WORK TO BE COMPLETED: Count the lines in the entries that contain the word "green" and give only that number.

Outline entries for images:
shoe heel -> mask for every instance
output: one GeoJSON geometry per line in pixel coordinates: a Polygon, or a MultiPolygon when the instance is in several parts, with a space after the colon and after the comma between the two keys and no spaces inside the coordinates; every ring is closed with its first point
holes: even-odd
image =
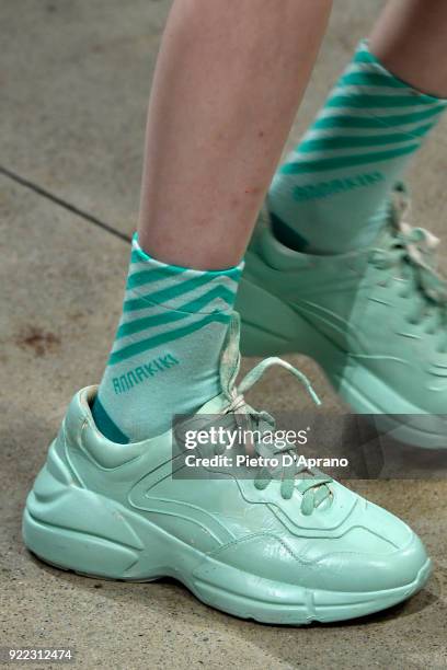
{"type": "Polygon", "coordinates": [[[135,580],[164,573],[157,529],[115,500],[83,488],[55,443],[27,497],[22,533],[31,552],[64,569],[135,580]]]}

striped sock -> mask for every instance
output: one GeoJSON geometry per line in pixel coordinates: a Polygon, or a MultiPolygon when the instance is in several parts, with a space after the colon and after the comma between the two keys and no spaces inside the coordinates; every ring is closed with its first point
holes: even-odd
{"type": "Polygon", "coordinates": [[[446,104],[390,74],[362,42],[274,177],[267,201],[278,238],[323,254],[370,244],[391,189],[446,104]]]}
{"type": "Polygon", "coordinates": [[[92,408],[108,439],[160,435],[175,414],[220,393],[220,350],[241,272],[165,265],[134,236],[123,315],[92,408]]]}

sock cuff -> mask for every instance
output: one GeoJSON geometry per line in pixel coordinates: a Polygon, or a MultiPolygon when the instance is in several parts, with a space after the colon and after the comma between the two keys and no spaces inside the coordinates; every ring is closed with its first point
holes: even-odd
{"type": "Polygon", "coordinates": [[[180,265],[170,265],[169,263],[157,261],[157,258],[149,256],[149,254],[141,249],[139,241],[138,241],[137,232],[134,233],[133,239],[131,239],[131,257],[138,263],[149,262],[154,267],[158,267],[159,269],[163,269],[165,273],[172,273],[173,275],[176,275],[180,273],[187,273],[190,276],[206,274],[206,275],[209,275],[210,277],[213,276],[229,277],[230,279],[234,279],[236,281],[239,281],[242,275],[242,270],[244,268],[243,261],[241,261],[241,263],[239,263],[238,265],[234,265],[233,267],[222,268],[218,270],[199,270],[199,269],[194,269],[193,267],[182,267],[180,265]]]}
{"type": "Polygon", "coordinates": [[[134,235],[124,311],[150,305],[186,313],[232,312],[243,263],[225,270],[197,270],[149,256],[134,235]]]}
{"type": "Polygon", "coordinates": [[[373,54],[369,48],[369,41],[362,39],[356,48],[353,60],[351,62],[351,67],[348,71],[343,74],[343,77],[339,81],[339,85],[349,85],[349,83],[356,85],[358,82],[358,86],[362,89],[362,85],[368,86],[374,85],[376,83],[377,86],[392,86],[399,91],[400,95],[404,95],[405,92],[409,96],[414,99],[414,104],[426,104],[429,105],[438,105],[439,112],[447,106],[447,99],[437,97],[435,95],[429,95],[428,93],[423,93],[415,89],[412,84],[403,81],[392,72],[390,72],[380,61],[380,59],[373,54]],[[364,67],[362,67],[364,66],[364,67]],[[360,71],[358,70],[360,69],[360,71]],[[356,77],[356,72],[358,76],[356,77]]]}

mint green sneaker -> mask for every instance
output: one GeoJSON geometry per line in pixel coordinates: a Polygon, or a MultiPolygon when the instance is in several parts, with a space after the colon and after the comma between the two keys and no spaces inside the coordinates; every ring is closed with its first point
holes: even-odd
{"type": "MultiPolygon", "coordinates": [[[[270,359],[237,389],[236,323],[222,355],[222,393],[194,418],[238,423],[237,411],[272,429],[242,393],[274,363],[308,382],[270,359]]],[[[95,393],[83,389],[71,401],[27,497],[23,536],[39,558],[104,578],[174,577],[214,608],[275,624],[377,612],[426,582],[431,561],[412,530],[330,477],[173,477],[172,432],[108,441],[92,419],[95,393]]]]}
{"type": "Polygon", "coordinates": [[[373,247],[317,256],[287,249],[264,210],[245,258],[237,309],[242,354],[300,353],[358,414],[392,437],[447,448],[447,289],[436,238],[403,218],[397,187],[373,247]]]}

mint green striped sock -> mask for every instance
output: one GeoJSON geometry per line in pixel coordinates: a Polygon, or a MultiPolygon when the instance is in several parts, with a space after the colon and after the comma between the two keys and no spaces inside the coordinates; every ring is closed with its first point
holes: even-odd
{"type": "Polygon", "coordinates": [[[446,104],[390,74],[362,42],[273,180],[267,203],[278,238],[322,254],[370,244],[391,189],[446,104]]]}
{"type": "Polygon", "coordinates": [[[150,258],[134,236],[123,315],[93,404],[98,428],[127,443],[171,428],[220,393],[219,357],[242,264],[200,272],[150,258]]]}

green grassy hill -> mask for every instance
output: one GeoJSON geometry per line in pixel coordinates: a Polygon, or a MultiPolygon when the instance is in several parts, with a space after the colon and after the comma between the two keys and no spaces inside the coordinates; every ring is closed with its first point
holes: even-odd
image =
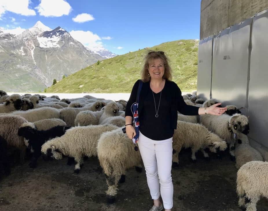
{"type": "Polygon", "coordinates": [[[140,78],[143,58],[149,50],[165,52],[170,60],[172,80],[182,91],[196,90],[198,43],[192,39],[168,42],[105,59],[63,79],[46,92],[130,93],[140,78]],[[80,88],[81,85],[83,86],[80,88]]]}

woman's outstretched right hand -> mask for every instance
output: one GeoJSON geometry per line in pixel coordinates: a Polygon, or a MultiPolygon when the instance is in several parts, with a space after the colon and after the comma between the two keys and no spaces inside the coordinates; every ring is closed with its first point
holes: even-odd
{"type": "Polygon", "coordinates": [[[130,125],[126,126],[126,133],[128,137],[131,139],[132,139],[136,135],[135,129],[132,125],[130,125]]]}

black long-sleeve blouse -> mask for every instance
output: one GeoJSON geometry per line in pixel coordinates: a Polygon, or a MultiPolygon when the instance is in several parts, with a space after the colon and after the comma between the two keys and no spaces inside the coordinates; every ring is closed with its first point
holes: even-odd
{"type": "MultiPolygon", "coordinates": [[[[131,106],[136,101],[139,83],[138,80],[132,88],[126,108],[126,116],[133,117],[131,106]]],[[[149,82],[144,83],[138,107],[140,131],[153,140],[169,138],[172,137],[174,129],[177,128],[177,111],[185,115],[198,115],[199,108],[185,103],[181,92],[173,81],[166,80],[161,93],[153,92],[150,88],[149,82]],[[156,117],[159,105],[158,116],[156,117]]]]}

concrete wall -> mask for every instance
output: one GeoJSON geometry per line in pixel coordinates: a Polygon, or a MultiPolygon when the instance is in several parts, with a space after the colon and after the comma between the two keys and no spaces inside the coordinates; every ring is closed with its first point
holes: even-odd
{"type": "Polygon", "coordinates": [[[200,39],[267,9],[267,0],[202,0],[200,39]]]}

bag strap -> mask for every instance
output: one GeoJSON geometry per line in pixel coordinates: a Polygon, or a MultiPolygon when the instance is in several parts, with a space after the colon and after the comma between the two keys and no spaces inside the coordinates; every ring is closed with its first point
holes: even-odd
{"type": "Polygon", "coordinates": [[[141,90],[142,90],[142,84],[143,83],[141,80],[139,80],[139,87],[138,87],[138,91],[137,92],[137,96],[136,97],[136,101],[139,102],[139,94],[140,93],[141,90]]]}

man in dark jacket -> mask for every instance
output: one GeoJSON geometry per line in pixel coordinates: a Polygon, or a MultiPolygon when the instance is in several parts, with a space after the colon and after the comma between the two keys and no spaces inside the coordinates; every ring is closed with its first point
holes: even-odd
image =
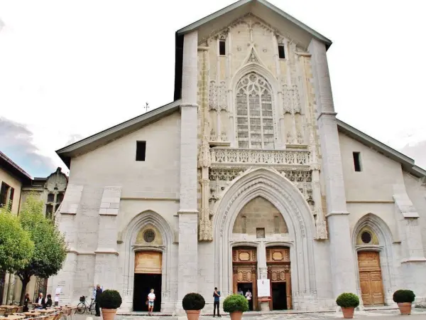
{"type": "Polygon", "coordinates": [[[98,284],[96,286],[96,297],[94,298],[94,302],[96,302],[95,316],[101,316],[101,310],[99,309],[99,298],[101,297],[101,294],[102,294],[102,289],[101,289],[101,286],[98,284]]]}

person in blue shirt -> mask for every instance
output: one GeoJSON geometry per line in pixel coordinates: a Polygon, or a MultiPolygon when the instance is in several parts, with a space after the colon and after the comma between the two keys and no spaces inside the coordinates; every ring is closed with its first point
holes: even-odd
{"type": "Polygon", "coordinates": [[[213,292],[213,298],[214,298],[214,302],[213,302],[213,316],[216,316],[216,306],[217,306],[217,316],[222,316],[220,315],[220,311],[219,311],[219,302],[220,302],[220,291],[217,290],[217,288],[214,288],[214,292],[213,292]]]}

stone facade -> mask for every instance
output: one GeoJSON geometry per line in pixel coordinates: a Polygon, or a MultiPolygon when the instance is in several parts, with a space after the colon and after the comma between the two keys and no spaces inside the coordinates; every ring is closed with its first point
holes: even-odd
{"type": "Polygon", "coordinates": [[[378,252],[384,304],[400,287],[426,298],[426,171],[336,118],[329,41],[252,2],[178,32],[180,99],[58,151],[72,163],[58,217],[70,252],[51,282],[64,303],[100,283],[133,310],[146,251],[162,257],[163,311],[190,292],[209,311],[212,288],[235,291],[233,252],[247,247],[256,279],[272,277],[271,248],[289,250],[297,310],[332,309],[343,292],[367,302],[362,252],[378,252]]]}
{"type": "MultiPolygon", "coordinates": [[[[60,168],[45,178],[32,178],[11,159],[0,152],[0,201],[6,199],[12,214],[17,215],[19,208],[30,195],[36,196],[44,203],[43,213],[46,218],[55,219],[63,199],[67,177],[60,168]],[[5,186],[7,187],[5,188],[5,186]]],[[[1,204],[0,204],[1,206],[1,204]]],[[[22,283],[19,278],[8,273],[0,274],[0,301],[3,304],[19,299],[22,283]]],[[[39,292],[45,292],[48,279],[32,277],[27,285],[27,292],[31,299],[36,299],[39,292]]]]}

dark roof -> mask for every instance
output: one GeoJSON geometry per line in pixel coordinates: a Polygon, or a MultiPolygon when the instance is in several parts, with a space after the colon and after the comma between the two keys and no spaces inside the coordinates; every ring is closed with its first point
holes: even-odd
{"type": "Polygon", "coordinates": [[[28,183],[33,180],[31,176],[1,151],[0,151],[0,166],[17,177],[23,183],[28,183]]]}

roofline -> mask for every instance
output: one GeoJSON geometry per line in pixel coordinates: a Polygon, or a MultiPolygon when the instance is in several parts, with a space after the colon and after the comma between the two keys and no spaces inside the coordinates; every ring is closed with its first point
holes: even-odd
{"type": "Polygon", "coordinates": [[[332,41],[330,39],[322,36],[321,33],[315,31],[314,29],[312,29],[312,28],[310,28],[309,26],[307,26],[307,25],[303,23],[302,21],[296,19],[293,16],[284,12],[280,9],[276,7],[275,6],[274,6],[272,4],[270,4],[269,2],[268,2],[266,0],[239,0],[239,1],[236,1],[221,10],[219,10],[212,14],[209,14],[209,16],[205,16],[204,18],[202,18],[184,27],[184,28],[182,28],[181,29],[178,30],[176,32],[176,33],[178,35],[182,35],[182,34],[185,34],[189,32],[191,32],[191,31],[200,28],[202,25],[207,23],[213,19],[215,19],[216,18],[218,18],[223,14],[227,14],[228,12],[229,12],[239,6],[244,6],[244,4],[248,4],[249,2],[252,2],[252,1],[258,1],[260,4],[262,4],[263,6],[269,8],[272,11],[273,11],[275,13],[277,13],[278,14],[279,14],[280,16],[281,16],[284,17],[285,18],[289,20],[290,21],[293,22],[296,26],[297,26],[300,28],[301,28],[302,29],[305,30],[308,33],[310,33],[311,35],[312,35],[312,36],[314,36],[317,39],[324,42],[325,43],[325,46],[326,46],[327,49],[328,49],[332,46],[332,41]]]}
{"type": "MultiPolygon", "coordinates": [[[[81,148],[89,146],[91,144],[94,144],[95,142],[101,139],[106,138],[108,136],[114,135],[114,134],[117,134],[121,131],[125,130],[126,129],[129,129],[132,126],[135,126],[138,123],[145,122],[145,124],[148,124],[165,114],[170,114],[174,111],[177,111],[179,109],[180,102],[181,100],[178,100],[168,103],[168,105],[158,107],[158,108],[153,109],[151,111],[135,117],[134,118],[125,121],[124,122],[121,122],[100,132],[92,134],[92,136],[83,139],[82,140],[80,140],[67,146],[56,150],[56,154],[60,156],[62,161],[64,161],[68,169],[70,169],[70,158],[72,155],[76,152],[78,152],[78,150],[81,149],[81,148]]],[[[111,140],[112,139],[111,139],[111,140]]]]}
{"type": "Polygon", "coordinates": [[[12,171],[15,176],[21,178],[22,180],[33,180],[33,177],[30,176],[25,170],[18,166],[9,156],[0,151],[0,159],[6,163],[6,165],[11,166],[12,171]]]}
{"type": "Polygon", "coordinates": [[[337,119],[337,127],[339,130],[344,134],[355,138],[364,144],[373,147],[391,159],[400,162],[403,168],[413,175],[418,178],[426,176],[426,171],[416,166],[414,159],[412,158],[395,150],[342,120],[337,119]]]}

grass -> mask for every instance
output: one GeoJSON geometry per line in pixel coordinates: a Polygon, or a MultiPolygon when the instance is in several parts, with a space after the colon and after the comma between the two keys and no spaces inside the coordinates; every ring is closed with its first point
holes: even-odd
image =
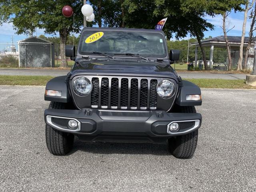
{"type": "Polygon", "coordinates": [[[256,87],[247,85],[245,80],[216,79],[184,79],[201,88],[254,89],[256,87]]]}
{"type": "Polygon", "coordinates": [[[0,75],[1,85],[46,85],[54,77],[0,75]]]}
{"type": "MultiPolygon", "coordinates": [[[[50,76],[26,76],[0,75],[0,85],[42,85],[54,77],[50,76]]],[[[225,89],[256,89],[245,84],[242,80],[230,80],[214,79],[184,79],[198,85],[201,88],[225,89]]]]}

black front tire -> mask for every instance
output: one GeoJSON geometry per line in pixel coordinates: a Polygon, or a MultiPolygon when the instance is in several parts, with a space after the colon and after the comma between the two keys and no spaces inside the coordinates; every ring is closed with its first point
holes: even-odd
{"type": "MultiPolygon", "coordinates": [[[[178,112],[196,113],[194,106],[179,106],[178,112]]],[[[195,152],[198,138],[198,130],[186,135],[176,136],[168,140],[170,152],[175,157],[182,159],[191,158],[195,152]]]]}
{"type": "MultiPolygon", "coordinates": [[[[66,104],[58,102],[51,102],[49,109],[63,109],[66,104]]],[[[74,136],[55,129],[48,124],[45,127],[45,136],[47,148],[54,155],[65,155],[72,149],[74,136]]]]}

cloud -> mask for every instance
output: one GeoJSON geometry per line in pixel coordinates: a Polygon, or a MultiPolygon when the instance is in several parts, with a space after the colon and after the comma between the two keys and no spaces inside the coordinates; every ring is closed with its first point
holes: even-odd
{"type": "MultiPolygon", "coordinates": [[[[232,16],[230,16],[228,17],[226,20],[226,28],[228,30],[234,26],[234,28],[232,29],[232,30],[242,32],[244,23],[243,15],[242,17],[240,17],[242,18],[241,19],[237,18],[238,17],[235,18],[234,17],[234,16],[237,16],[238,15],[234,14],[232,16]]],[[[205,18],[208,22],[213,24],[216,28],[221,28],[220,26],[222,26],[222,16],[220,15],[218,15],[214,18],[210,16],[206,16],[205,18]]],[[[250,31],[250,19],[248,19],[245,28],[246,32],[248,32],[250,31]]]]}
{"type": "Polygon", "coordinates": [[[6,35],[16,35],[16,31],[13,28],[12,23],[4,23],[2,25],[0,26],[0,34],[6,35]]]}

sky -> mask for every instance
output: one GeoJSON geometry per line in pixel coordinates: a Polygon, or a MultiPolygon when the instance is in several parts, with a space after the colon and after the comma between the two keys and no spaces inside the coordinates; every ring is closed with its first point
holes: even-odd
{"type": "MultiPolygon", "coordinates": [[[[204,33],[205,37],[208,37],[209,36],[216,37],[223,35],[222,29],[220,27],[220,26],[222,26],[222,17],[220,15],[218,15],[214,18],[210,16],[206,16],[205,18],[209,22],[213,24],[215,26],[215,28],[214,30],[205,32],[204,33]]],[[[243,12],[235,13],[232,12],[228,16],[226,22],[226,26],[228,29],[231,28],[234,26],[234,28],[228,32],[228,35],[241,36],[243,21],[243,12]]],[[[170,21],[167,20],[167,22],[168,22],[170,21]]],[[[248,36],[250,22],[250,20],[248,19],[246,28],[246,36],[248,36]]],[[[16,34],[15,32],[16,31],[14,29],[12,23],[4,23],[2,26],[0,26],[0,51],[8,46],[8,44],[6,44],[6,43],[11,43],[12,42],[12,36],[13,36],[14,43],[17,43],[18,41],[20,40],[28,37],[25,35],[18,35],[16,34]]],[[[34,33],[34,36],[39,36],[41,34],[44,34],[43,29],[38,29],[37,32],[35,32],[34,33]]],[[[45,35],[46,36],[54,36],[51,35],[45,35]]],[[[188,35],[184,39],[188,39],[190,38],[190,36],[188,35]]],[[[172,40],[175,40],[174,39],[172,40]]],[[[10,45],[9,46],[10,46],[10,45]]],[[[18,46],[16,45],[16,48],[18,48],[17,47],[18,46]]]]}

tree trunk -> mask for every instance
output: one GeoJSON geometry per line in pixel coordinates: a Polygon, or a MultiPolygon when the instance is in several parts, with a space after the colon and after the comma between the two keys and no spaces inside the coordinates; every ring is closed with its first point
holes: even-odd
{"type": "Polygon", "coordinates": [[[204,52],[204,48],[202,45],[200,37],[199,37],[198,33],[196,31],[195,31],[195,34],[196,34],[196,36],[197,41],[198,42],[198,44],[199,44],[199,46],[200,46],[200,48],[201,49],[201,51],[202,51],[202,54],[203,56],[203,60],[204,61],[204,68],[205,68],[206,70],[210,70],[210,68],[208,66],[207,62],[206,62],[206,58],[205,57],[205,53],[204,52]]]}
{"type": "Polygon", "coordinates": [[[255,19],[256,18],[256,3],[255,3],[255,6],[254,7],[254,10],[253,12],[253,17],[252,18],[252,23],[251,23],[251,26],[250,30],[250,32],[249,33],[249,41],[248,41],[248,44],[246,47],[246,52],[245,53],[245,56],[244,56],[244,65],[243,66],[243,68],[246,69],[247,68],[247,62],[248,61],[248,55],[249,55],[249,51],[250,50],[250,47],[251,46],[251,44],[252,41],[252,33],[254,30],[254,26],[255,24],[255,19]]]}
{"type": "Polygon", "coordinates": [[[239,50],[239,60],[237,64],[237,70],[239,71],[242,70],[242,64],[243,61],[243,53],[244,50],[244,36],[245,36],[245,27],[246,25],[247,21],[247,13],[248,13],[248,4],[249,0],[246,2],[245,9],[244,10],[244,23],[243,24],[243,28],[242,32],[242,36],[241,37],[241,44],[240,44],[240,48],[239,50]]]}
{"type": "Polygon", "coordinates": [[[222,25],[222,29],[223,29],[223,33],[224,34],[224,38],[225,42],[226,42],[226,45],[227,47],[227,50],[228,51],[228,70],[230,71],[232,68],[232,58],[231,58],[231,51],[230,46],[228,42],[228,36],[227,36],[227,32],[226,30],[226,13],[225,13],[222,16],[223,17],[223,23],[222,25]]]}
{"type": "Polygon", "coordinates": [[[102,17],[102,7],[101,7],[101,0],[99,0],[98,2],[98,10],[99,14],[99,20],[98,22],[98,25],[99,25],[99,27],[101,27],[102,26],[102,22],[101,22],[101,17],[102,17]]]}
{"type": "Polygon", "coordinates": [[[123,2],[122,1],[122,4],[121,7],[122,10],[122,24],[121,25],[121,27],[124,28],[124,8],[122,3],[123,2]]]}
{"type": "Polygon", "coordinates": [[[66,57],[66,50],[65,47],[67,43],[68,38],[68,32],[67,28],[63,28],[60,30],[60,67],[68,67],[67,58],[66,57]]]}

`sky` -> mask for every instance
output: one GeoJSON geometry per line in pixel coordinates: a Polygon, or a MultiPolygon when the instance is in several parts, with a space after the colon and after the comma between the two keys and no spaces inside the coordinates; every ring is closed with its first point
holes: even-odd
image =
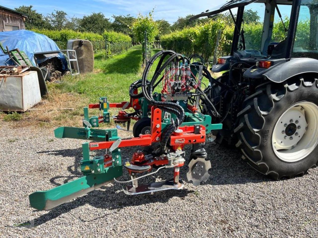
{"type": "Polygon", "coordinates": [[[225,3],[225,0],[0,0],[0,5],[14,9],[24,5],[33,6],[33,9],[46,16],[54,10],[62,10],[70,17],[82,17],[93,12],[101,12],[107,18],[114,15],[139,13],[147,14],[155,8],[154,18],[164,19],[170,23],[179,17],[198,14],[225,3]]]}
{"type": "MultiPolygon", "coordinates": [[[[81,18],[93,12],[101,12],[111,20],[113,15],[130,14],[135,17],[140,13],[143,15],[148,14],[154,8],[154,17],[155,20],[164,19],[172,23],[179,17],[198,14],[208,9],[214,10],[219,8],[226,1],[226,0],[0,0],[0,5],[11,9],[23,5],[32,5],[34,9],[45,16],[54,10],[62,10],[68,14],[69,18],[73,17],[81,18]]],[[[252,3],[245,7],[258,10],[262,20],[264,7],[262,3],[252,3]]],[[[283,17],[285,16],[289,16],[290,7],[281,5],[280,8],[283,17]]],[[[234,12],[236,12],[233,10],[234,12]]],[[[277,16],[275,17],[276,21],[277,16]]]]}

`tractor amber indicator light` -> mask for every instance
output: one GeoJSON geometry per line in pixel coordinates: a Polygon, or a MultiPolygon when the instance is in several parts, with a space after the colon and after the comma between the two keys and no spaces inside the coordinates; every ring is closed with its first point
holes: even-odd
{"type": "Polygon", "coordinates": [[[224,64],[226,62],[226,60],[225,59],[218,58],[218,63],[221,64],[224,64]]]}
{"type": "Polygon", "coordinates": [[[272,61],[258,61],[256,62],[256,67],[268,69],[272,66],[272,61]]]}

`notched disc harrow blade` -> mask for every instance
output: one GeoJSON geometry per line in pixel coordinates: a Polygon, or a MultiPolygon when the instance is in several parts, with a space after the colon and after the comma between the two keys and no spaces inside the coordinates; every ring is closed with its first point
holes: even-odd
{"type": "Polygon", "coordinates": [[[187,173],[188,181],[192,181],[194,186],[200,185],[201,181],[206,182],[210,177],[208,171],[211,169],[211,162],[204,158],[191,160],[189,163],[189,171],[187,173]]]}

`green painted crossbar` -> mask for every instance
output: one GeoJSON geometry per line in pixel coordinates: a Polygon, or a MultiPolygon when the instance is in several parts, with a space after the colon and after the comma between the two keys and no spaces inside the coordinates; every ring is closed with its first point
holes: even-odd
{"type": "Polygon", "coordinates": [[[30,204],[38,210],[48,210],[100,188],[122,175],[122,166],[105,169],[105,173],[92,174],[46,191],[37,191],[29,196],[30,204]]]}

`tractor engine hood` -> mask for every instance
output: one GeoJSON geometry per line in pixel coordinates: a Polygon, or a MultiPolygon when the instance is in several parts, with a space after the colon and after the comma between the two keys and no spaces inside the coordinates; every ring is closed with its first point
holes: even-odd
{"type": "Polygon", "coordinates": [[[211,17],[216,15],[224,11],[234,8],[236,7],[242,7],[246,6],[250,3],[256,2],[258,0],[232,0],[228,2],[225,4],[222,4],[220,6],[218,7],[216,10],[211,11],[209,11],[209,10],[205,12],[202,12],[197,15],[196,15],[190,17],[189,19],[192,20],[197,19],[203,17],[211,17]]]}

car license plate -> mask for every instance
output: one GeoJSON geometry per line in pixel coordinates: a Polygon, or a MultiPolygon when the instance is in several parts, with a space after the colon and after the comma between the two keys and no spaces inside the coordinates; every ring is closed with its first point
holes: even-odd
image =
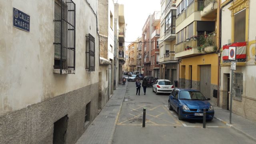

OUTPUT BELOW: 4